About this exercise:
One part of the entries below is wanted: the lines from the one containing "For quality assurance, we need the exact position of the printed" through the one containing "For quality assurance, we need the exact position of the short". Write those out exactly and nothing else.

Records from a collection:
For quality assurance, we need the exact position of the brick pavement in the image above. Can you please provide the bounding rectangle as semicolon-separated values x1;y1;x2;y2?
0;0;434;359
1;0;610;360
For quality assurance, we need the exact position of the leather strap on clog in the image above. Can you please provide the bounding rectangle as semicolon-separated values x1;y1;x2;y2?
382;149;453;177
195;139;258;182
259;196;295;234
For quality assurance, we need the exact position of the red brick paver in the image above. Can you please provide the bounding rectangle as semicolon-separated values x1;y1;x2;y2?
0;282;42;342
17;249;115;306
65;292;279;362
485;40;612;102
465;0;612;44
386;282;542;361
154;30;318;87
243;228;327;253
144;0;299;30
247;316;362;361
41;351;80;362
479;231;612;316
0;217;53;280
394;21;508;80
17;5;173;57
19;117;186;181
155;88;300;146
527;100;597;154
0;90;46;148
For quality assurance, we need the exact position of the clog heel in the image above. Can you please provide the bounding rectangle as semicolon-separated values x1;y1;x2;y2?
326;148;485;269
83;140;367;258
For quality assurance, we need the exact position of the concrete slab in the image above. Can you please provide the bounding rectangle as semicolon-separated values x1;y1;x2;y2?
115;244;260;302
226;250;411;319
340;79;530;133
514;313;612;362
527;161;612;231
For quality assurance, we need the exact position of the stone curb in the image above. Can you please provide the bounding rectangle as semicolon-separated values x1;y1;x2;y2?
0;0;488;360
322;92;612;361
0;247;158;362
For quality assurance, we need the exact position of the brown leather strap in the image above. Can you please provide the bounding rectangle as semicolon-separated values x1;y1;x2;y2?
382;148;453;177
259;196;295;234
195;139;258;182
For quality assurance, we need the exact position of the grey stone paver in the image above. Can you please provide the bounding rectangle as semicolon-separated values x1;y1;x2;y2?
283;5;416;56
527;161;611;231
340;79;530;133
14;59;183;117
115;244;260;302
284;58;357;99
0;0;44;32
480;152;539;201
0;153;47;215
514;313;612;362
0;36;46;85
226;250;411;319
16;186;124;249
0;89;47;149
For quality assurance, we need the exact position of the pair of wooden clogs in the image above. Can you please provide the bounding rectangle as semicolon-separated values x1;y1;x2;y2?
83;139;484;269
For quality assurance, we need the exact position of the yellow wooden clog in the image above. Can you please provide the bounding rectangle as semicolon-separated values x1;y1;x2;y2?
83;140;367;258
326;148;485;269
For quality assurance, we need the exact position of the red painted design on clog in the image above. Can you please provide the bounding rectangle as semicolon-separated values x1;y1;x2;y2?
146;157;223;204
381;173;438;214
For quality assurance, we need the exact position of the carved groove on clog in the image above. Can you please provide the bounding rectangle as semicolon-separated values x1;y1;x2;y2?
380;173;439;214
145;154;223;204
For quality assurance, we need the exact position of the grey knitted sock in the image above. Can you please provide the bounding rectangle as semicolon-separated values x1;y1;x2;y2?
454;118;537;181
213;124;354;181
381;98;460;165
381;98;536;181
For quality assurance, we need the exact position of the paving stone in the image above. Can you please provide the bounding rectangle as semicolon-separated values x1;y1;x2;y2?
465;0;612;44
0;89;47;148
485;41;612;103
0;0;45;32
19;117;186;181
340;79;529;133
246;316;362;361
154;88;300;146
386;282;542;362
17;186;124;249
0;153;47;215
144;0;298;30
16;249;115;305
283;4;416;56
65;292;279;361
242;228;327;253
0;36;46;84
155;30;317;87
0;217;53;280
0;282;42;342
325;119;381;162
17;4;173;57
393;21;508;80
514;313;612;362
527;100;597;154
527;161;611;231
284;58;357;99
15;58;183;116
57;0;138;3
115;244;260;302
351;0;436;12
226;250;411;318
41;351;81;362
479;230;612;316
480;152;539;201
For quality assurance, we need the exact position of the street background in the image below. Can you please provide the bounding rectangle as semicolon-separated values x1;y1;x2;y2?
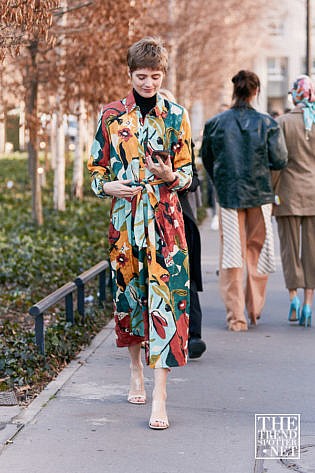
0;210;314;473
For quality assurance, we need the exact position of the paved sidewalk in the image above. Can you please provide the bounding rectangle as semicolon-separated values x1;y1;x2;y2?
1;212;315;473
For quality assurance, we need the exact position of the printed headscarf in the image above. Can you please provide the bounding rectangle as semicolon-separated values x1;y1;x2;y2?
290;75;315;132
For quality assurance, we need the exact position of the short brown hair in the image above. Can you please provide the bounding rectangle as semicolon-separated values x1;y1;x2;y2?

--

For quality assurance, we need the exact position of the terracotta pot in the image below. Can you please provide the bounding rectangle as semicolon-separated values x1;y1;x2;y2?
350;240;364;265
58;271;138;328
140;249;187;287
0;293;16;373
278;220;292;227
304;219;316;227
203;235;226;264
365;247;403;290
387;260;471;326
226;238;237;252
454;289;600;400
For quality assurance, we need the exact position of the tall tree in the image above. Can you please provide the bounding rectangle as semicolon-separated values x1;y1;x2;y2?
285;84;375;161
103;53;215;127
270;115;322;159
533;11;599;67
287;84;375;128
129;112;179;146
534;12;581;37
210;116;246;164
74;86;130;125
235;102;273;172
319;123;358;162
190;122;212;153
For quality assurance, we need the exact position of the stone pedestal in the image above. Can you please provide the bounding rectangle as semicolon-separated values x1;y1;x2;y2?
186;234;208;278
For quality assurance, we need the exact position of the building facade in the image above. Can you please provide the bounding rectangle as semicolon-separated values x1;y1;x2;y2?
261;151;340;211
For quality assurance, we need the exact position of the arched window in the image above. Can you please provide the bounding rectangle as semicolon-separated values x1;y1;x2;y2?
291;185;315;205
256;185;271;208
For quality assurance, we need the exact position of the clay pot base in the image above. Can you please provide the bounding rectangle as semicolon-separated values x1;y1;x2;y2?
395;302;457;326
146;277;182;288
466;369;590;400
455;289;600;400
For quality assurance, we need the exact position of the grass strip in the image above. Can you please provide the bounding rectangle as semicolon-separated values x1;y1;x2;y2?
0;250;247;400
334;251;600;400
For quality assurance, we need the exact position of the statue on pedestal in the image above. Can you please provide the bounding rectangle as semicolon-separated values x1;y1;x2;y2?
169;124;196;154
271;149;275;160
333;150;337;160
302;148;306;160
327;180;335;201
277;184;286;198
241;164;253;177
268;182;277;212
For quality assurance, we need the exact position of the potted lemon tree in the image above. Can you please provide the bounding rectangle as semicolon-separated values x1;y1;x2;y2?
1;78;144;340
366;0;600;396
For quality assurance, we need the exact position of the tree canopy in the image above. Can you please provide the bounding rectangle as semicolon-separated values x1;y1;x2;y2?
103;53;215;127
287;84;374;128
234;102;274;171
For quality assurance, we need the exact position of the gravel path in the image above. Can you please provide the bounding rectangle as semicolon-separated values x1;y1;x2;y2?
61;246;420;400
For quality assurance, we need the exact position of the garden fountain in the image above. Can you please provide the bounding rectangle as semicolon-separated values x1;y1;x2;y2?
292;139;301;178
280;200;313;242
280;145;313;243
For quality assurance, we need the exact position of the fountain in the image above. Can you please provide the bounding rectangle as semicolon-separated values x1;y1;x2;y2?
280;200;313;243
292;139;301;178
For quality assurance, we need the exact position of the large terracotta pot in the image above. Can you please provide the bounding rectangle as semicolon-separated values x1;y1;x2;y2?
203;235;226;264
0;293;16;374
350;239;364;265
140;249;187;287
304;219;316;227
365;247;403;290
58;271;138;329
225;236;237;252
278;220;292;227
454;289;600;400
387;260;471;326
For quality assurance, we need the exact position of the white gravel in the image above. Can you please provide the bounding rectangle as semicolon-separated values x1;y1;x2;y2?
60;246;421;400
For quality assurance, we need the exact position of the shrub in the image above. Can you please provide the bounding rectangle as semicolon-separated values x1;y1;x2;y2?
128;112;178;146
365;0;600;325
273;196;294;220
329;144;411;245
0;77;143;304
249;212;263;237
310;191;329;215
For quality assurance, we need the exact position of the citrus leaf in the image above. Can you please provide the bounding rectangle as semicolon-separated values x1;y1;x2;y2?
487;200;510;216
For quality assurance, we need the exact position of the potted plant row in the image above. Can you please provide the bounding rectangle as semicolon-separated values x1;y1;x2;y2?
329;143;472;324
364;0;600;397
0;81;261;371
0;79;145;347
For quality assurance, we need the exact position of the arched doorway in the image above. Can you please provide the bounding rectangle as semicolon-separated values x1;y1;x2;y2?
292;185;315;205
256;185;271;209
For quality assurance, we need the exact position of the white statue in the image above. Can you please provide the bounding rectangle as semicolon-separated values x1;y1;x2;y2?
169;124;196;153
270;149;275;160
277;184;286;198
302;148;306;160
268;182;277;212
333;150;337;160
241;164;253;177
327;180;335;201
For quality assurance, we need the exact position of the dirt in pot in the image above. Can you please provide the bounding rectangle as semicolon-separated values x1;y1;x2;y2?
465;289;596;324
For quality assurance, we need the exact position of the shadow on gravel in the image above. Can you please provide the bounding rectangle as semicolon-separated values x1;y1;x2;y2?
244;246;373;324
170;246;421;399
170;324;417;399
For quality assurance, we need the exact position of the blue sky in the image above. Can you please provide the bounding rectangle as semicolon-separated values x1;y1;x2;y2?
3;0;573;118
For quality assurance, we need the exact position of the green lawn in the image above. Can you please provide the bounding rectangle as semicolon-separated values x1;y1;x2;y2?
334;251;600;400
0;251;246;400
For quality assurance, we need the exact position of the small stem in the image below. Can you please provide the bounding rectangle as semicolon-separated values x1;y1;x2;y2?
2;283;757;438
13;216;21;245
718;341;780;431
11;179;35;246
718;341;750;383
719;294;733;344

Your solution:
For quality assurance, we need the exact position of the printed headscarf in the image above. Can you please provide the bounding rectangle as semicolon-separated values x1;y1;x2;y2?
290;75;315;132
For quality assurance, we need the exact position of the short brown hair in the image above. Can you please provide the bounding rectangle as semicolon-separated values x1;y1;x2;y2?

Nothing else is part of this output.